Short exercise -
Rewrite the data below from the line containing "Target: thick layer of butter" through the end of the data, inclusive, keeping every line, requests included. Shift each x and y coordinate in the answers by adding 146.

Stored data
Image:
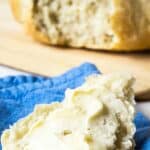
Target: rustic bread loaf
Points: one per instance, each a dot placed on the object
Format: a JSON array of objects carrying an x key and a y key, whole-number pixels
[
  {"x": 97, "y": 24},
  {"x": 95, "y": 116}
]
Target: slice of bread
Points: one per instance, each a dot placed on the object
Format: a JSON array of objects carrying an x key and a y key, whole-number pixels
[
  {"x": 117, "y": 25},
  {"x": 95, "y": 116}
]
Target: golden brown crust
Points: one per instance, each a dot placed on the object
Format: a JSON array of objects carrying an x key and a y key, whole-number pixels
[
  {"x": 119, "y": 21},
  {"x": 16, "y": 9}
]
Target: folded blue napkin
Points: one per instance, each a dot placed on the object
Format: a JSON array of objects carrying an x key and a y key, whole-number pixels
[{"x": 19, "y": 95}]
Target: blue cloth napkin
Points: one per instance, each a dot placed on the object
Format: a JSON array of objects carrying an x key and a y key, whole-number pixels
[{"x": 19, "y": 94}]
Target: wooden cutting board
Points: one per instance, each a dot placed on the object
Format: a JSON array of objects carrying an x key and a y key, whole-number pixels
[{"x": 19, "y": 51}]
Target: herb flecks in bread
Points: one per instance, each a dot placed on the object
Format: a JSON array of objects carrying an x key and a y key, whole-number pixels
[
  {"x": 96, "y": 116},
  {"x": 96, "y": 24}
]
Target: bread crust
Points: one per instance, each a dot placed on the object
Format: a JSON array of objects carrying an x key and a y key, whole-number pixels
[
  {"x": 16, "y": 9},
  {"x": 140, "y": 43}
]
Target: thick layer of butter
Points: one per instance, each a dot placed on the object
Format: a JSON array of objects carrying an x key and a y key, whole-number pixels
[{"x": 96, "y": 116}]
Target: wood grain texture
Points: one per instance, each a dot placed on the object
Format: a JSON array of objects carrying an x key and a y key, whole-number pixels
[{"x": 19, "y": 51}]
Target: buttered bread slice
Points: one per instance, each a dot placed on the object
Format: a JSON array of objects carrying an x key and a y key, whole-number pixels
[
  {"x": 96, "y": 116},
  {"x": 119, "y": 25}
]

Answer in full -
Target: thick layer of butter
Points: one per instance, each a dot placed on the object
Format: a JSON array of objects carrying an x key and a y key, whole-number pixels
[{"x": 242, "y": 262}]
Target: wood grain texture
Points: one per instance, each a dot placed on the object
Format: a JSON array of objects carrying an x key and a y key, whole-number pixels
[{"x": 165, "y": 197}]
Target: buttered bread slice
Points: one per instance, each a dot placed on the object
Format: a JSON array of objects carrying an x key and a y key, whole-number pixels
[
  {"x": 242, "y": 262},
  {"x": 265, "y": 171}
]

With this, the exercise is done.